**Source material:**
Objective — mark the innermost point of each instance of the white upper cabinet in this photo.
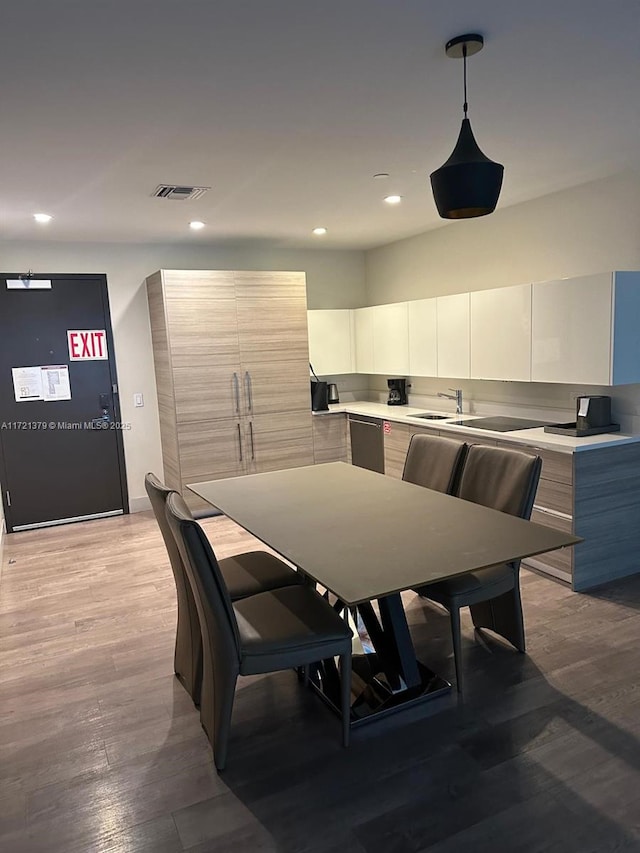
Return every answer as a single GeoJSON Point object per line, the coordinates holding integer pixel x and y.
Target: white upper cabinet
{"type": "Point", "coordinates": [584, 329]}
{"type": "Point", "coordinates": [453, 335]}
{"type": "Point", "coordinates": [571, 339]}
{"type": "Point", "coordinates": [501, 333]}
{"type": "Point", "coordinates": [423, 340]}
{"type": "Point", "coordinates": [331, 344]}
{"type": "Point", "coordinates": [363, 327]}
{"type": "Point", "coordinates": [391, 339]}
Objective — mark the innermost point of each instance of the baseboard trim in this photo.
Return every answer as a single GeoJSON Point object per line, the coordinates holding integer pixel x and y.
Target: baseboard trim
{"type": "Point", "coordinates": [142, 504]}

**Work to do:**
Output the records from the line containing "trim in this photo." through the end of the records as a two-column CSV with the header input,output. Give one row per item, with its text under input and its answer under output, each in a single double-quoted field with line breaks replaced by spaces.

**Response:**
input,output
"Objective — mark the innermost point of each instance of the baseboard trim in this photo. Return every answer as a single GeoJSON Point object per line, the coordinates holding integer pixel x and y. Target: baseboard trim","{""type"": ""Point"", ""coordinates"": [142, 504]}"